Exercise prompt =>
Repeat each line of the data exactly as written.

Point localization data:
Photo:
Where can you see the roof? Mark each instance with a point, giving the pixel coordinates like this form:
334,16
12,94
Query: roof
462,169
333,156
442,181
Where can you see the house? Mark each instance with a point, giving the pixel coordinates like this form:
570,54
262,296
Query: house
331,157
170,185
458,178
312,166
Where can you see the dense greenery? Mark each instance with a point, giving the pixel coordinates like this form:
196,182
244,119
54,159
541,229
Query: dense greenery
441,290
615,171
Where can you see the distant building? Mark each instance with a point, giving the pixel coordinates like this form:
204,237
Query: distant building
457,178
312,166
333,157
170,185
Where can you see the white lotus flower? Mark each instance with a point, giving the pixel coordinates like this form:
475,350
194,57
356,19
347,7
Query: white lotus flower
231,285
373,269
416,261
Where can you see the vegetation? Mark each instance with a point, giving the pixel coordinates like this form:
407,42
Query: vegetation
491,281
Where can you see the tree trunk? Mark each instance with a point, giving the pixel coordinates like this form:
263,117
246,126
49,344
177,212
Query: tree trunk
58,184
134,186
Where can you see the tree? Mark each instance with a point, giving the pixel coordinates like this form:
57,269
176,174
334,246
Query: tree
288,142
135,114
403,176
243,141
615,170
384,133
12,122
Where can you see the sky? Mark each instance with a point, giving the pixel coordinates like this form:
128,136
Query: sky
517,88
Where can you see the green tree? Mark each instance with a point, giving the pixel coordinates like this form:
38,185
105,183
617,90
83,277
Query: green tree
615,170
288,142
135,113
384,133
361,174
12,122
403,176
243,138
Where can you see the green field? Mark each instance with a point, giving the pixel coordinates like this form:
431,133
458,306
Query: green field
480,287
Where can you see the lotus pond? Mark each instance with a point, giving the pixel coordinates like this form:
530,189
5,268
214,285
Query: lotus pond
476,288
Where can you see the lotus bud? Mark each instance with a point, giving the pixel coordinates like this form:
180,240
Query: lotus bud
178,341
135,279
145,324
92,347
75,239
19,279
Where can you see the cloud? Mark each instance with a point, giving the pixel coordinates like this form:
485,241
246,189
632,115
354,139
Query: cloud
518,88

Result =>
Photo:
Where can you see the roof? Mark each instance with a point, giving the pixel coordinates like this form:
334,16
12,94
Query: roof
462,169
333,156
442,181
Where can you see the house? Mark each instance with a point, giving the pixel coordinates like this form:
570,54
262,296
Query: house
331,157
170,185
458,178
312,166
Where can you see the dense greenery? Mark each instance with a point, giving the pixel coordinates like this form:
196,182
244,119
54,159
541,229
Query: dense greenery
441,290
615,171
Where can you see the distant building? Mark each instance with a point, giving the pixel coordinates like this form:
204,237
Query: distant building
457,178
312,166
333,157
170,185
Where can you see the white lotus flower? Mark each instance with a point, giving the pixel coordinates like this form:
475,350
194,57
356,19
347,7
Query: white lotus flower
231,285
373,269
416,261
Where can you see the vegetation? Mark each instance with a point, giving the pixel coordinates like this form:
407,42
Query: vegetation
491,281
Where can you see the tree trunk? Mark each instance with a point, giving the pixel coordinates like this form:
263,117
246,126
49,344
177,212
Query: tree trunk
58,184
134,186
Where can you see the tree? Mark each instance with a point, giving the pixel coordinates like this form:
57,269
176,174
334,246
Query: tree
288,142
135,114
403,176
243,141
615,170
384,133
12,122
Where can you see the sky? Mark each instance with a point, giving the pixel coordinates like this form:
128,136
Query: sky
517,88
Where can you see the green tree? Mark each instance with a point, giving the pixel coordinates like this form:
38,185
105,183
617,90
83,277
Query: green tree
615,170
288,142
135,113
384,133
361,174
12,122
403,176
243,138
Where can you see the green field? Mark each instance with a point, giving the pixel coordinates like this form:
431,133
458,306
Query: green field
480,287
Where can you see the lotus pond? Mark each instance with a point, giving the pixel coordinates like this form:
530,189
5,268
214,285
Query: lotus pond
476,288
Where can you see the lotus bud? Mark each instance with a point, giving the pixel coordinates like this form:
180,240
Query: lotus bud
178,341
135,279
145,324
92,347
75,239
19,279
Where can you see the cloud? Mark each instance with a point, giving the pixel coordinates like this form:
485,241
246,189
632,115
354,139
Query: cloud
518,88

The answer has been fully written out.